- WAT GEVRAAGD WORDT -
Geef uit de uitspraak van de Centrale Raad van Beroep het stuk tussen "PROCESVERLOOP" en "niet laten vertegenwoordigen.", beide inbegrepen, woordelijk terug.

Centrale Raad van Beroep, 09-07-2019, ECLI:NL:CRVB:2019:2437, 17/5772 PW
Centrale Raad van Beroep, 09-07-2019, ECLI:NL:CRVB:2019:2437, 17/5772 PW
Gegevens
- Instantie
- Centrale Raad van Beroep
- Datum uitspraak
- 9 juli 2019
- Datum publicatie
- 29 juli 2019
- Annotator
- ECLI
- ECLI:NL:CRVB:2019:2437
- Zaaknummer
- 17/5772 PW
Inhoudsindicatie
Het college mocht het besluit verzenden naar het adres zoals in de Brp geregistreerd, ook al had het kennis van verblijf in de penitentiaire inrichting. Het is de eigen verantwoordelijkheid van een gedetineerde voor een juiste inschrijving van zijn verblijfadres in de Brp zorg te dragen. De uitspraak van het Gerechtshof Arnhem-Leeuwarden (ECLI:NL:GHARL:2016:10222) speelde in de justitiële keten en maakt het oordeel van de Raad niet anders.
Uitspraak
17 5772 PW
Datum uitspraak: 9 juli 2019
Centrale Raad van Beroep
Enkelvoudige kamer
Uitspraak op het hoger beroep tegen de uitspraak van de rechtbank Den Haag van 4 juli 2017, 16/3106 (aangevallen uitspraak)
Partijen:
[appellant] te [woonplaats] (appellant)
het college van burgemeester en wethouders van Den Haag (college)
PROCESVERLOOP
Namens appellant heeft mr. K. Celebi, advocaat, hoger beroep ingesteld.
Het college heeft een verweerschrift ingediend en een nader stuk overgelegd.
Het onderzoek ter zitting heeft plaatsgevonden op 6 februari 2018. Namens appellant is
mr. Celebi verschenen. Het college heeft zich, met bericht, niet laten vertegenwoordigen.

Invoer voor het labelen van selectiekaders:
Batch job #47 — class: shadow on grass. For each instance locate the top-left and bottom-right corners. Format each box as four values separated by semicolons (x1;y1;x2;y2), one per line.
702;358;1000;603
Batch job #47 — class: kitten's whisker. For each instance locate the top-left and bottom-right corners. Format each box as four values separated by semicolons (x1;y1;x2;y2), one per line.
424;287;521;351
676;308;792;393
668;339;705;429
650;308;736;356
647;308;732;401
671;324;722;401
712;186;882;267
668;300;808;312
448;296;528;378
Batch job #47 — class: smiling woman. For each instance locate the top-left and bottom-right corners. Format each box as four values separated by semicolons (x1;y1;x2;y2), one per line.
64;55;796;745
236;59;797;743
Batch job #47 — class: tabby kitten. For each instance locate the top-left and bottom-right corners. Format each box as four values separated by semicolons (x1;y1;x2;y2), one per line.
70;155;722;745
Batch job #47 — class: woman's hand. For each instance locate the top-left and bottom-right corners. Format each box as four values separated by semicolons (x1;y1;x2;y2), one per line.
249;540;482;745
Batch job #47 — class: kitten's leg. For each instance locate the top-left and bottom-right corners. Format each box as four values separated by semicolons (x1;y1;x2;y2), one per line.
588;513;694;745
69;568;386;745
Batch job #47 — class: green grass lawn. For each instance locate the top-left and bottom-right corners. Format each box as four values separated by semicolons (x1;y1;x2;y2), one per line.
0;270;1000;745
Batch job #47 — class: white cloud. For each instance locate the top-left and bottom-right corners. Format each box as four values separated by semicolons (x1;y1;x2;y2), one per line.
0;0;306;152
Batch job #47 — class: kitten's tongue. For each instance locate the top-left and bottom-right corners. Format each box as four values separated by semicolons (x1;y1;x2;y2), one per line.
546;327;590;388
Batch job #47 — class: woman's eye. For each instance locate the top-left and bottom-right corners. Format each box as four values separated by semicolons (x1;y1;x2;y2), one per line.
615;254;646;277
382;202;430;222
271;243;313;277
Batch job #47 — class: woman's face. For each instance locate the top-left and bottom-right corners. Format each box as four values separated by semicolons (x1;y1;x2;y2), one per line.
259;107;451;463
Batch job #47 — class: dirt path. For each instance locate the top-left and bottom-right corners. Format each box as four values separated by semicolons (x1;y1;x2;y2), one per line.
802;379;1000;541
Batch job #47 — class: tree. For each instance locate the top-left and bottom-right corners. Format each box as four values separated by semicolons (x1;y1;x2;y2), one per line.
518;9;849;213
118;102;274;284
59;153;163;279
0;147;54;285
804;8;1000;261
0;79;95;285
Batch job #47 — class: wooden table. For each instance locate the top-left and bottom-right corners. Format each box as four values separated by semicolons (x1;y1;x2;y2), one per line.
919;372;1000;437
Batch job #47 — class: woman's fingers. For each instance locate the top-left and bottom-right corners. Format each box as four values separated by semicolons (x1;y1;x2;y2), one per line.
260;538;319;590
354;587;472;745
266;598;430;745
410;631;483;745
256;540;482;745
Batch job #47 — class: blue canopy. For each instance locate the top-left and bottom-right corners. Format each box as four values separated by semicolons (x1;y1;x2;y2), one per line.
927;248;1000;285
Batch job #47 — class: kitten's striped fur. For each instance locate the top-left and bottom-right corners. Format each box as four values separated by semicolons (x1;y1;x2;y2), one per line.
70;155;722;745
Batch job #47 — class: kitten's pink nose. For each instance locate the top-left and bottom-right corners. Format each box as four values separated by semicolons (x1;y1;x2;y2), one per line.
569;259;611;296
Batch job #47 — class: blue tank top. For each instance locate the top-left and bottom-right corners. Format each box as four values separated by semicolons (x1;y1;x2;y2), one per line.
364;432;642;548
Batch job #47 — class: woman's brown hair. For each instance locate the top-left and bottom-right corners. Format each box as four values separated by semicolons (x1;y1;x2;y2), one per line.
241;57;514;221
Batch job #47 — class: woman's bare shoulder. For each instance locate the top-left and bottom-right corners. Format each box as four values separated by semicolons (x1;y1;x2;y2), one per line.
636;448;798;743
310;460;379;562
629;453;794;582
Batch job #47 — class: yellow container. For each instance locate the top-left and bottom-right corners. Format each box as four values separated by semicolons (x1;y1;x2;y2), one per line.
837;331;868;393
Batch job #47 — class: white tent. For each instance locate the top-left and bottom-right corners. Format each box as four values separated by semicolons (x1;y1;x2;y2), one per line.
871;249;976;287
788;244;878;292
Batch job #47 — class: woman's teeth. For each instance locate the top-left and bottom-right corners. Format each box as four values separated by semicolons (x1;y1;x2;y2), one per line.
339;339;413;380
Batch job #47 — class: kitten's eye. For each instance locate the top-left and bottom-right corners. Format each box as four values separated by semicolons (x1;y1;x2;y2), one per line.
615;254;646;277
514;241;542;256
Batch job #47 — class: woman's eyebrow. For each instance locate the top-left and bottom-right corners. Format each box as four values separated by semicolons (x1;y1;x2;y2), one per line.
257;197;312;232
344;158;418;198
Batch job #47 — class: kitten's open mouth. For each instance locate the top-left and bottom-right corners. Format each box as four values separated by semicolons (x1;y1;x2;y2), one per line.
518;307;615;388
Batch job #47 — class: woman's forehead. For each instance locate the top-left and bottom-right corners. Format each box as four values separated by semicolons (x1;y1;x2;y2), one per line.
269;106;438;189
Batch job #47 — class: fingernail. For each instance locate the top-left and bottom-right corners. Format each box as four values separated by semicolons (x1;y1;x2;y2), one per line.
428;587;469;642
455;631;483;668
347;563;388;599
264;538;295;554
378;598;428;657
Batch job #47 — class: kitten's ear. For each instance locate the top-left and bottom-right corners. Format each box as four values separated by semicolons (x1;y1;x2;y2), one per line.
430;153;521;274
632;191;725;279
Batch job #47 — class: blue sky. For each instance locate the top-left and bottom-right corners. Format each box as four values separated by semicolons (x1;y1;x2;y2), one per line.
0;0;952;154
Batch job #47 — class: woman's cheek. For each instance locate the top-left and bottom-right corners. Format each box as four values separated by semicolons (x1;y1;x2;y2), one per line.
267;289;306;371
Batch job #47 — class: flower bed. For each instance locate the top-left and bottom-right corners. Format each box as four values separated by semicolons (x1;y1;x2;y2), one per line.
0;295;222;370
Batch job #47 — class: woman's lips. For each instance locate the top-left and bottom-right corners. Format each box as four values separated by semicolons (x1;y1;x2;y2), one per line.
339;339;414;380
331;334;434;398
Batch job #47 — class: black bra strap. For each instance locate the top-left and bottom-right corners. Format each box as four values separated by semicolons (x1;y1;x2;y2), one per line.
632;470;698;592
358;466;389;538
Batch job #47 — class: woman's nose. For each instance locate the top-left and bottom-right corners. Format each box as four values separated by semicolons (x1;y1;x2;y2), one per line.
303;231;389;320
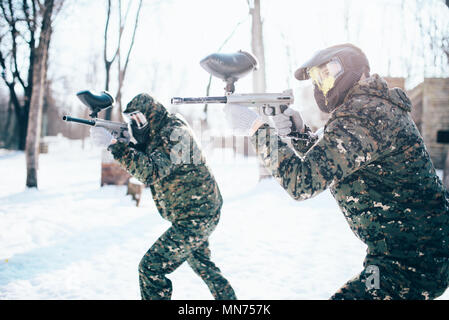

- SCHRIFTELIJK ANTWOORD -
PROCESVERLOOP
Namens appellant heeft mr. K. Celebi, advocaat, hoger beroep ingesteld.
Het college heeft een verweerschrift ingediend en een nader stuk overgelegd.
Het onderzoek ter zitting heeft plaatsgevonden op 6 februari 2018. Namens appellant is
mr. Celebi verschenen. Het college heeft zich, met bericht, niet laten vertegenwoordigen.